» Activity
Count the lines that contain the string "green" in the records beneath, and respond with the number only.

Top of Dataset extract

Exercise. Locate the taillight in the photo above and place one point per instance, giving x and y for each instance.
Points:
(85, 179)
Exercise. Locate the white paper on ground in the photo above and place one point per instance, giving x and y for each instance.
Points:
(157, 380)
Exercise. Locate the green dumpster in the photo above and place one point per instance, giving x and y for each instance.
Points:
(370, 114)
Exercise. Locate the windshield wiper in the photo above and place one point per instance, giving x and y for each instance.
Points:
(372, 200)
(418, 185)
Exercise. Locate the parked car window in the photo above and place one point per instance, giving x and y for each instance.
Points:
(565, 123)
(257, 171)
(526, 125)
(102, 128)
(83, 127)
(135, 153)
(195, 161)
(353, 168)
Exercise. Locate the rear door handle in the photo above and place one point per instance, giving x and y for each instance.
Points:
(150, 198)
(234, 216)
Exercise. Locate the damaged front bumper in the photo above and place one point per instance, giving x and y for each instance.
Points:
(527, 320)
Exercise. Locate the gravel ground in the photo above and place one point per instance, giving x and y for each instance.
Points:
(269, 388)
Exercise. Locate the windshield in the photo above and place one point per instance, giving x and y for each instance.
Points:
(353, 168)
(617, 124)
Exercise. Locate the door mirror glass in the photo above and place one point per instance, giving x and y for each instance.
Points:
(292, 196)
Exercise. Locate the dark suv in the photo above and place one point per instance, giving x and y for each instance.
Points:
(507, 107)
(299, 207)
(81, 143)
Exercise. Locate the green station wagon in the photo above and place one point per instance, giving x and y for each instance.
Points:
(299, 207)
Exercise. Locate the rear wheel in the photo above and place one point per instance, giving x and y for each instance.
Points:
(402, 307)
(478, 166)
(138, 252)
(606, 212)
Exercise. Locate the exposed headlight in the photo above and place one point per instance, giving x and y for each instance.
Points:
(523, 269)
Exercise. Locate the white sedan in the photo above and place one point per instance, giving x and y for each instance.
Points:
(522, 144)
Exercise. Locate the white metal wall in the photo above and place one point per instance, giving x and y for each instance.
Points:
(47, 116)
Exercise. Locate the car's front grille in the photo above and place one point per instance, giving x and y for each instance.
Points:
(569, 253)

Bottom of Dataset extract

» Output for this task
2